THE PROBLEM:
Copy the material that follows word for word and omit its pictures.

━━━

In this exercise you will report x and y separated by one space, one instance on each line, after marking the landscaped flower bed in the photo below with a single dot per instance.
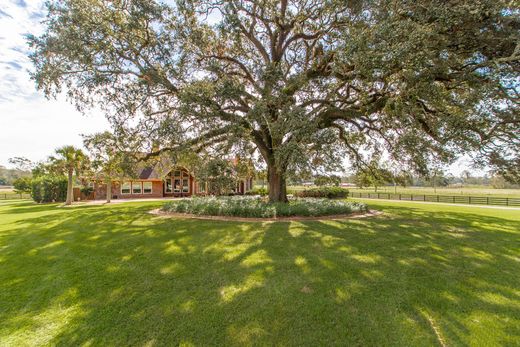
255 207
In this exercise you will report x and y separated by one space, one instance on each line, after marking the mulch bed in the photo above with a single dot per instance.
356 215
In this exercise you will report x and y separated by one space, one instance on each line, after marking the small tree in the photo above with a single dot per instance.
21 163
219 175
69 160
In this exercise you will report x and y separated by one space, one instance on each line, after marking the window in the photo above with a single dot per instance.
125 188
147 187
136 188
176 185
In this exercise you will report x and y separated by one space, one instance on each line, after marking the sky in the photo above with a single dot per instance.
32 126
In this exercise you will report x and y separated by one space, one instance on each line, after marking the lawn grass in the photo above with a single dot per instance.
473 191
419 275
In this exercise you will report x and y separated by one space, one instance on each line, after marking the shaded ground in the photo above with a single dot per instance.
116 275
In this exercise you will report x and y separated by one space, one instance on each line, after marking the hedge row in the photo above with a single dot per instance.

━━━

EXERCISE ANSWER:
In this exercise you will report x and y separated by one space, one instance on each line, after marking the landscaped flower bed in the photo below with a single dot per instance.
255 207
In this exercise you will report x and y separated by one space, one instance on each line, after marking the mulch bed in the photo above with a single dot per instance.
356 215
In this exercise you will report x and y separated by one space, one instance on each line, after marking the small tree in the photo above with a single dot per instance.
21 163
219 175
69 160
In this exercise you will report x and y separated by one space, one instance on each line, after marking the window in the photo above with a single dot per instance.
125 188
147 187
136 188
176 185
In this exercise you will report x and y separated by one space, one instance on each line, after marking the sky in the photo above with a single dot per instance.
32 126
In this exercise you will report x and y separated by one space, one instance on each line, after marking the lawn grass in the photo above with a single dot per instance.
473 191
419 275
In this exercise you will report x and y separated by one space, one instance on each line, after marking the shaded ground in the photo above with a single dot per instance.
116 275
In this exercise you will report x and y separated by one space, one instance on each line, after marking the hedge row in the photo above with a single dot per instance.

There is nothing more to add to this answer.